Scan the records beneath this line for the line holding "the fire truck windshield" and the line holding "# put a marker on each instance of the brick chimney", then transcribe exactly those two and all lines between.

[Natural language region descriptions]
============================================================

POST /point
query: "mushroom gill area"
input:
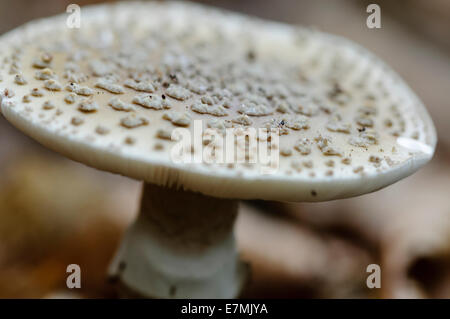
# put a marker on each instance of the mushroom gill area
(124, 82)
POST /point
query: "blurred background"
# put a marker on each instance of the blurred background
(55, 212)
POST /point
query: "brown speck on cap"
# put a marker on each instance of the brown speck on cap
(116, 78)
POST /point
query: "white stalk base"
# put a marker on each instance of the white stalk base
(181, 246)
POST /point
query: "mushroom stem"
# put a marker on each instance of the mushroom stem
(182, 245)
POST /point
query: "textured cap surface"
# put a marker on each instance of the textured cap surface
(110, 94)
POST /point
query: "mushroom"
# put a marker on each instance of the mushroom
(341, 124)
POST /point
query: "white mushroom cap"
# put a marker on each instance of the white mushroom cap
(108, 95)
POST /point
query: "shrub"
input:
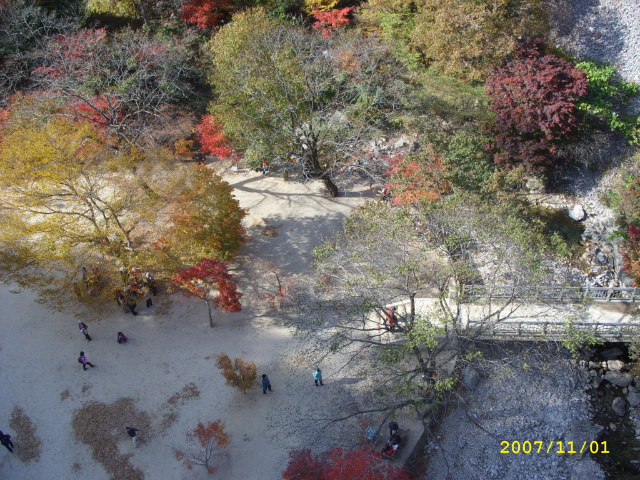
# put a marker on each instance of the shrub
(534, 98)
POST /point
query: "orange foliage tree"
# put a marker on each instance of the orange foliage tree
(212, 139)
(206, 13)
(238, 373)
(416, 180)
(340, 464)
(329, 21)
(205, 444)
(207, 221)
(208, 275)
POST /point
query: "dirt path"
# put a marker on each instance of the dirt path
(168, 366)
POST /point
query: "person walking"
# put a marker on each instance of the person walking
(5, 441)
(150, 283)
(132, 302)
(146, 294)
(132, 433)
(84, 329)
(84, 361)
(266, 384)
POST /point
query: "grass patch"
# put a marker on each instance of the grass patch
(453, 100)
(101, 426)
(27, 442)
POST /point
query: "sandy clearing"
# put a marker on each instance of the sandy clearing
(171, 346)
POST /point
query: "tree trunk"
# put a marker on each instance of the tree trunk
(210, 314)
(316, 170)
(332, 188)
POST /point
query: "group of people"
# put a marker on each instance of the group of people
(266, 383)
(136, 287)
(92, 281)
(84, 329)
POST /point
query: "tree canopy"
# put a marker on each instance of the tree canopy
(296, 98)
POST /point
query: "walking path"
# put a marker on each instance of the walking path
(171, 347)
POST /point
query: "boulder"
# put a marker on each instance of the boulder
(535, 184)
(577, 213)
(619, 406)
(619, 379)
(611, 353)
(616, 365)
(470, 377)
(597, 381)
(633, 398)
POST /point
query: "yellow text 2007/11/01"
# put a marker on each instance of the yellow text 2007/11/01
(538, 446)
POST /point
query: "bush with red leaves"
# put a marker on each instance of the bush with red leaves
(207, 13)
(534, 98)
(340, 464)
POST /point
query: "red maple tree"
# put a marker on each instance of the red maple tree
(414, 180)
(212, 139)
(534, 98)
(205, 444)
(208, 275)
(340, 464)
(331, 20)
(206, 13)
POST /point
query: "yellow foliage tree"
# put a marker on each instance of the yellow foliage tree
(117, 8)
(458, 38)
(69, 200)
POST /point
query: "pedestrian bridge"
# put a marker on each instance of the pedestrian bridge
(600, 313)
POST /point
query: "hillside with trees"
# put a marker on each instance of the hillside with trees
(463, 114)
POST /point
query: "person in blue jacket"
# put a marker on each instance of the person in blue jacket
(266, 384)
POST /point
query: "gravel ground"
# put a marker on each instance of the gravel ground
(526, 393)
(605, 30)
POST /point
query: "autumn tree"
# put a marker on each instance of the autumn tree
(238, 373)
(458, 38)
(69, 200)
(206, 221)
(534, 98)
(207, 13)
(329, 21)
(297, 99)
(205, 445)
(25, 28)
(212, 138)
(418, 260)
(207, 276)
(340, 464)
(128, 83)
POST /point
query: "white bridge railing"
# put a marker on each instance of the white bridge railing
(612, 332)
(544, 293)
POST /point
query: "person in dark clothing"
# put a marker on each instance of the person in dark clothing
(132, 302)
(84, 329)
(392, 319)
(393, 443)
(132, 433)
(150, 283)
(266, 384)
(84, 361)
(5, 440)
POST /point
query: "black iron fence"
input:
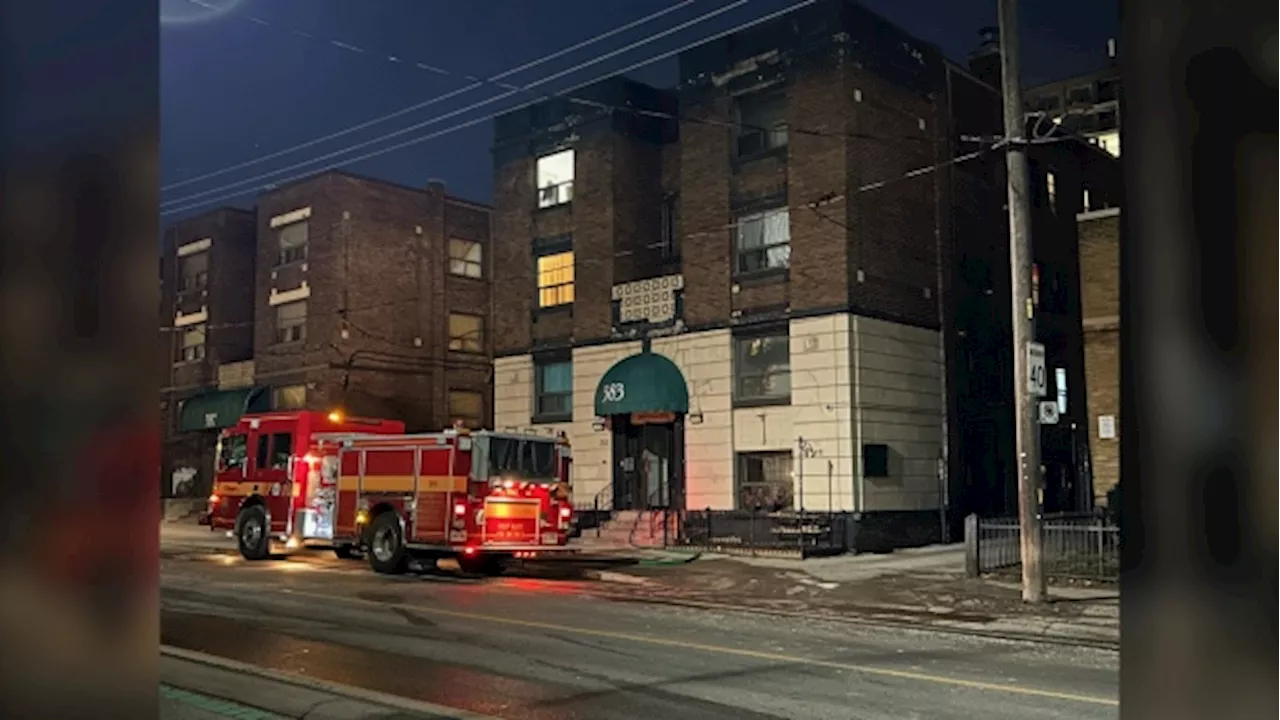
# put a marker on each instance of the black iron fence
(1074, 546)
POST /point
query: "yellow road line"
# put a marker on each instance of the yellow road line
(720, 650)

============================================================

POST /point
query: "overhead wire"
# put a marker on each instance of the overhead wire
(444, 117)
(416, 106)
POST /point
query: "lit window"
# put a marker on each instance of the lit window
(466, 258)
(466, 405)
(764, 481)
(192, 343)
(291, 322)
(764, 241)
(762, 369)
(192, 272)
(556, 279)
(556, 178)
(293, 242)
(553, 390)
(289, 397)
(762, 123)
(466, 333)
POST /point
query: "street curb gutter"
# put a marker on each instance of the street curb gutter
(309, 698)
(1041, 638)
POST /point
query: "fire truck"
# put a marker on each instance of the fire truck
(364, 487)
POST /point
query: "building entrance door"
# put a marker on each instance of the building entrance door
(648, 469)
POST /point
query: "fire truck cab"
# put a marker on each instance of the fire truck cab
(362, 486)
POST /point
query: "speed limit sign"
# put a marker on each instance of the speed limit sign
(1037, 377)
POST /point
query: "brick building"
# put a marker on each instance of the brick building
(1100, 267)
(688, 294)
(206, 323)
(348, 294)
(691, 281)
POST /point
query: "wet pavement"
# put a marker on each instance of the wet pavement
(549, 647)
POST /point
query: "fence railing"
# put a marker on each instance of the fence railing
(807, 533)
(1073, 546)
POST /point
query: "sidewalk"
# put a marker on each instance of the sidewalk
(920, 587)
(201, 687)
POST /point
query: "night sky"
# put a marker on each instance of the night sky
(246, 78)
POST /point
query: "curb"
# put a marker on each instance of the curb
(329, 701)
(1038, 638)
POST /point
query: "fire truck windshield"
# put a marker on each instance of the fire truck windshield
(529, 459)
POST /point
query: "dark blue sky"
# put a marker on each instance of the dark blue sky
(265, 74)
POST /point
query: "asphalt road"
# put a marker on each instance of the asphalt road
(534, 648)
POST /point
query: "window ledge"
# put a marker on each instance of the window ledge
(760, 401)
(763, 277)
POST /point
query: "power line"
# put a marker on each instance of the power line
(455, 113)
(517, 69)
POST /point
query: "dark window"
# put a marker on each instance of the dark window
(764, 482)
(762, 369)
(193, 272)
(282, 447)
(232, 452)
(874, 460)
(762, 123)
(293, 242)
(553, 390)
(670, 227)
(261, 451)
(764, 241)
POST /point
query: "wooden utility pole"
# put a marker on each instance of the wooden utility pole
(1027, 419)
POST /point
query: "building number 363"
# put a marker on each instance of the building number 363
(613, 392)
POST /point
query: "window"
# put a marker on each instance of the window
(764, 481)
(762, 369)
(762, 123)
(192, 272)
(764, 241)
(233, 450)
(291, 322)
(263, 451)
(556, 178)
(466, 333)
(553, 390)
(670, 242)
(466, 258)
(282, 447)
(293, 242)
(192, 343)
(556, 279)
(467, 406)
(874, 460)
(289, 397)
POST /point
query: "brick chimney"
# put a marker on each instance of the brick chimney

============================================================

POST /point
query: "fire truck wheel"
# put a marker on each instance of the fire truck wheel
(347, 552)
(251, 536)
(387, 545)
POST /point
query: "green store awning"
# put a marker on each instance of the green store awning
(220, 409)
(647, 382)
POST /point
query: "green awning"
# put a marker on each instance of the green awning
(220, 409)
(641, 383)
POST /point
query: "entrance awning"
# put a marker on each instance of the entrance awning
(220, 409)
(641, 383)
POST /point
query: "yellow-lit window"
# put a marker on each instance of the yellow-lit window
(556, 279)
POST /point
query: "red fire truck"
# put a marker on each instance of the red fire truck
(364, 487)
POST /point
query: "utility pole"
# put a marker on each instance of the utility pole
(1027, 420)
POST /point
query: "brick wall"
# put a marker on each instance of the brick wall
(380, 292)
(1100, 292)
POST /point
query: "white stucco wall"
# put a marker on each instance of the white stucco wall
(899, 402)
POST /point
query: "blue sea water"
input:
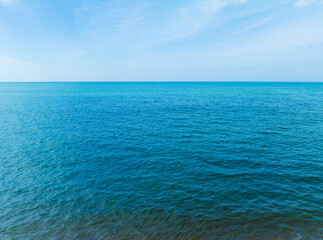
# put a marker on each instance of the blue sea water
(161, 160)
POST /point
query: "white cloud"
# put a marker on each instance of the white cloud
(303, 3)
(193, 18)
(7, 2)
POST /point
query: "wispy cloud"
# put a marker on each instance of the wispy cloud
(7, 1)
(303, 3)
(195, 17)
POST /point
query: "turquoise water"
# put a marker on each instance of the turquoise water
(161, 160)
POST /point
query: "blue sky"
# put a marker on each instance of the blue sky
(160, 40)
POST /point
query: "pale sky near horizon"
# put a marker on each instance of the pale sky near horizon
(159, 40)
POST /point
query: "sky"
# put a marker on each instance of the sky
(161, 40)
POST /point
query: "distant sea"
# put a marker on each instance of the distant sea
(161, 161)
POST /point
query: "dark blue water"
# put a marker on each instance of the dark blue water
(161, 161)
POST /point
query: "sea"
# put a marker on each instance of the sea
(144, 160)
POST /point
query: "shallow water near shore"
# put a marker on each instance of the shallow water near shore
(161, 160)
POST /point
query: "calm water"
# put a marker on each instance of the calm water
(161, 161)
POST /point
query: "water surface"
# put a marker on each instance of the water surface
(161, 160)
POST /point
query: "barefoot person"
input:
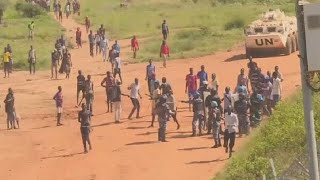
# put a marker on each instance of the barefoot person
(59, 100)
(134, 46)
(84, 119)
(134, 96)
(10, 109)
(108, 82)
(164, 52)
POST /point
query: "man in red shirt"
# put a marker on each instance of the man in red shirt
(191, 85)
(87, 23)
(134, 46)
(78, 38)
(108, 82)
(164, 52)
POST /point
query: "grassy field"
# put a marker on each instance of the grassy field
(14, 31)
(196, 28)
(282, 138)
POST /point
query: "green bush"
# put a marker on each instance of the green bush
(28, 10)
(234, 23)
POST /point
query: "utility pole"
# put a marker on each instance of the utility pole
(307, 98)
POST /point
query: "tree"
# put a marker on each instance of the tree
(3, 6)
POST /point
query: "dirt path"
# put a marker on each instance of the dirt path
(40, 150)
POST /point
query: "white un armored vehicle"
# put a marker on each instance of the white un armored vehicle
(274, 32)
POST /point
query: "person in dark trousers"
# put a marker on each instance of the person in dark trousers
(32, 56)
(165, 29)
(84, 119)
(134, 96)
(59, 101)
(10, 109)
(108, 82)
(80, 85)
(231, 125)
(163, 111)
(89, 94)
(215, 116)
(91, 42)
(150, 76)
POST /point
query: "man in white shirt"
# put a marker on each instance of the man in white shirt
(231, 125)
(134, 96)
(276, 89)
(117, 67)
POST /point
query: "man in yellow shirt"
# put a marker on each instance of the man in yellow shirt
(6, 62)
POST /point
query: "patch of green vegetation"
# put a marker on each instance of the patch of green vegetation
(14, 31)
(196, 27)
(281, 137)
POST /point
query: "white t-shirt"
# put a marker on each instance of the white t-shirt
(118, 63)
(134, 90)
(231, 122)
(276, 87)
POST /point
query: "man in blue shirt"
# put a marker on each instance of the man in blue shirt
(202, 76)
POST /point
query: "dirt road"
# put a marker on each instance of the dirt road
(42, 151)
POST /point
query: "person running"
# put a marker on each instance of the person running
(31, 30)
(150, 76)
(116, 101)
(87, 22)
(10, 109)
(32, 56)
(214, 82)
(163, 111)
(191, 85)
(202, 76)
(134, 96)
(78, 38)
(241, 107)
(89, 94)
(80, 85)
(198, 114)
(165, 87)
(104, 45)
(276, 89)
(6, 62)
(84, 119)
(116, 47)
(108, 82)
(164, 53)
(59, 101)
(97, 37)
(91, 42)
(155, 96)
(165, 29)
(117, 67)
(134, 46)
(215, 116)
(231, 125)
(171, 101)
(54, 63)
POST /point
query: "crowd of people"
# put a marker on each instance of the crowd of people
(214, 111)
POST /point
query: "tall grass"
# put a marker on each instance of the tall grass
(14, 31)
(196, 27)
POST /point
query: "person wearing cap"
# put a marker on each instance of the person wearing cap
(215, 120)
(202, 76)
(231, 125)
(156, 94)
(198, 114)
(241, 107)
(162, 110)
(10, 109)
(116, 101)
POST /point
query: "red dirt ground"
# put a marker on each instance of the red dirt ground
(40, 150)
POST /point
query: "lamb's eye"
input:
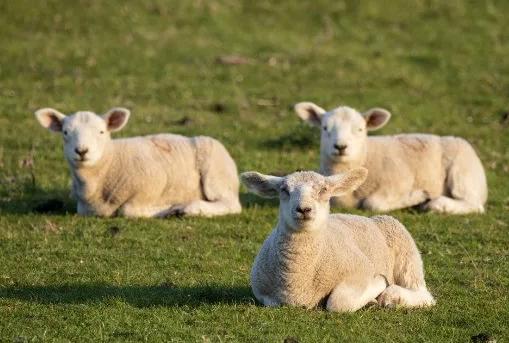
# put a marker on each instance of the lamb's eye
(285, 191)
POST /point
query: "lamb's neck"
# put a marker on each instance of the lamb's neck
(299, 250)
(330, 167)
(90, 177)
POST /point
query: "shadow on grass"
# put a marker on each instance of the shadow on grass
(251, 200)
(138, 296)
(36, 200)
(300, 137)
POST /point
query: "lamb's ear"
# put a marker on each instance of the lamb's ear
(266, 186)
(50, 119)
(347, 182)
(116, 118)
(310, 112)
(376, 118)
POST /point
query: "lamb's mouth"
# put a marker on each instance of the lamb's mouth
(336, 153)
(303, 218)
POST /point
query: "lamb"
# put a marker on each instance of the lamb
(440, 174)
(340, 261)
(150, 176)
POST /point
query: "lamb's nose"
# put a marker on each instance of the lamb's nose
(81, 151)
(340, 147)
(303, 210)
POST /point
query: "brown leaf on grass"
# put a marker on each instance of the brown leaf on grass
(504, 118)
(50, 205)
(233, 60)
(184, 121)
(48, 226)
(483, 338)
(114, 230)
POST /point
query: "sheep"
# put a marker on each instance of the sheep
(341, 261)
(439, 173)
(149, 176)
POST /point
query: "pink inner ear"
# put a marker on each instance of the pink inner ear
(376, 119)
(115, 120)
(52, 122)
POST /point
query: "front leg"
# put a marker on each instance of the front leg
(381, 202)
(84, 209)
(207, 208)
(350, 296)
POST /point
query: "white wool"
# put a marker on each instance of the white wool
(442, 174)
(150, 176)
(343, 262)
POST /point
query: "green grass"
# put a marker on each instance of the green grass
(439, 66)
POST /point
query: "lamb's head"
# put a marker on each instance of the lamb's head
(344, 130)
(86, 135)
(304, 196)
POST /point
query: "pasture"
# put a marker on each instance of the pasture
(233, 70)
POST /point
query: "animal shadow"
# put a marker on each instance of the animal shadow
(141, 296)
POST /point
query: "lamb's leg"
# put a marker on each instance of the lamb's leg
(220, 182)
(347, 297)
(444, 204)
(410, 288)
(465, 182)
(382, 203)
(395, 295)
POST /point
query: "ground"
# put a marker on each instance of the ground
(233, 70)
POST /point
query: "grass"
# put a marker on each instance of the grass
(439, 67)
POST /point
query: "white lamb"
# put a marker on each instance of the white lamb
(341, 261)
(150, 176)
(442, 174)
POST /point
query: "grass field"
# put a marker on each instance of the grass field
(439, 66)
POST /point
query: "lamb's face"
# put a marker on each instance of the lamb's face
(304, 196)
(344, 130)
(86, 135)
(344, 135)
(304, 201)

============================================================

Exercise output:
# put a marker on each instance of the fire truck windshield
(529, 459)
POST /point
query: "dark blue sky"
# put a marker on each instance of the dark blue sky
(265, 74)
POST /point
query: "asphalt road"
# put a marker on each instance of the asphalt road
(534, 648)
POST /point
query: "window ledge"
# put a marker on each instance of the window ledge
(760, 401)
(763, 277)
POST /point
query: "power line"
# put a marker on each instance of the power line
(455, 113)
(517, 69)
POST /point
query: "dark window"
# put a marker on each instance of the dark window
(764, 482)
(762, 369)
(193, 272)
(282, 447)
(232, 452)
(874, 460)
(762, 123)
(293, 242)
(553, 390)
(670, 227)
(261, 451)
(764, 241)
POST /point
query: "wooden utility pole"
# put a marker on each instance of the wooden utility pole
(1027, 419)
POST /point
query: "building number 363"
# put a marker on each instance of the building number 363
(613, 392)
POST /point
query: "window"
# put a marker on each instance of the window
(764, 481)
(762, 369)
(762, 123)
(192, 272)
(764, 241)
(233, 450)
(291, 322)
(263, 451)
(556, 178)
(466, 333)
(553, 390)
(670, 242)
(466, 258)
(282, 447)
(293, 242)
(192, 343)
(556, 279)
(467, 406)
(874, 460)
(289, 397)
POST /point
query: "brick chimney"
# put a marker on each instance of the brick chimney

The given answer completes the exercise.